Text segment —
- - -

Agronomist Norman Borlaug died yesterday. His work is largely responsible for increases in the world food supply that have saved the lives of billions of people. Literally: billions. Even a short interview with him gives a huge amount of insight into the technical side of a field few geeks know anything about:

In 1960, the production of the 17 most important food, feed, and fiber crops—virtually all of the important crops grown in the U.S. at that time and still grown today—was 252 million tons. By 1990, it had more than doubled, to 596 million tons, and was produced on 25 million fewer acres than were cultivated in 1960. If we had tried to produce the harvest of 1990 with the technology of 1960, we would have had to have increased the cultivated area by another 177 million hectares, about 460 million more acres of land of the same quality—which we didn’t have, and so it would have been much more. We would have moved into marginal grazing areas and plowed up things that wouldn’t be productive in the long run. We would have had to move into rolling mountainous country and chop down our forests… This applies to forestry, too. I’m pleased to see that some of the forestry companies are very modern and using good management, good breeding systems. Weyerhauser is Exhibit A. They are producing more wood products per unit of area than the old unmanaged forests. Producing trees this way means millions of acres can be left to natural forests.

- - -

Supplied information —
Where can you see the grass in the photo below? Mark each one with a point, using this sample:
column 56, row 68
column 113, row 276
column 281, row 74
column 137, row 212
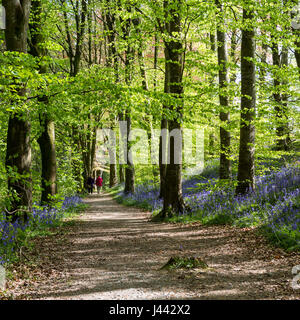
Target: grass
column 43, row 222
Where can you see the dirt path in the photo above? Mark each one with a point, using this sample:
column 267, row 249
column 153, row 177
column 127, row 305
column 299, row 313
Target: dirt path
column 114, row 252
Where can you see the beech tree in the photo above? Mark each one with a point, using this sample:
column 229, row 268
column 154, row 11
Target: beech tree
column 246, row 166
column 18, row 150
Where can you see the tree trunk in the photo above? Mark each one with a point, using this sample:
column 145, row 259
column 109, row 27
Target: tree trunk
column 18, row 152
column 173, row 199
column 129, row 169
column 296, row 32
column 282, row 129
column 47, row 146
column 46, row 140
column 225, row 163
column 246, row 167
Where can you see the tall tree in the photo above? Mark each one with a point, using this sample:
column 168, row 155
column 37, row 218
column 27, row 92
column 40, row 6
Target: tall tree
column 174, row 55
column 46, row 140
column 280, row 60
column 246, row 168
column 225, row 163
column 18, row 152
column 129, row 56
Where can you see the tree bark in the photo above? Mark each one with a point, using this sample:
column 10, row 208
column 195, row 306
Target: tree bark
column 225, row 163
column 46, row 140
column 282, row 129
column 129, row 169
column 18, row 152
column 173, row 199
column 246, row 167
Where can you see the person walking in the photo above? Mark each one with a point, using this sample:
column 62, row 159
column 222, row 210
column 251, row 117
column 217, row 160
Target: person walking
column 90, row 184
column 99, row 183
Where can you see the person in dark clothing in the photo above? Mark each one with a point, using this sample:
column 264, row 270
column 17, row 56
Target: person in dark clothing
column 90, row 183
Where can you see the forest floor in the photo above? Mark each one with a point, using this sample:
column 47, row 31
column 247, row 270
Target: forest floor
column 114, row 252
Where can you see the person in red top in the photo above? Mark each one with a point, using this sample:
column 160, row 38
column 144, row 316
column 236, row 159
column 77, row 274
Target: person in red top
column 99, row 183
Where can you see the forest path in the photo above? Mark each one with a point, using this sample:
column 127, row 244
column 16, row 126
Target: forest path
column 114, row 252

- - -

Problem to solve — In the text about Norman Borlaug, what was the 1990 production of the 17 most important food, feed, and fiber crops? Use only the text about Norman Borlaug for the answer.

Problem solution — 596 million tons.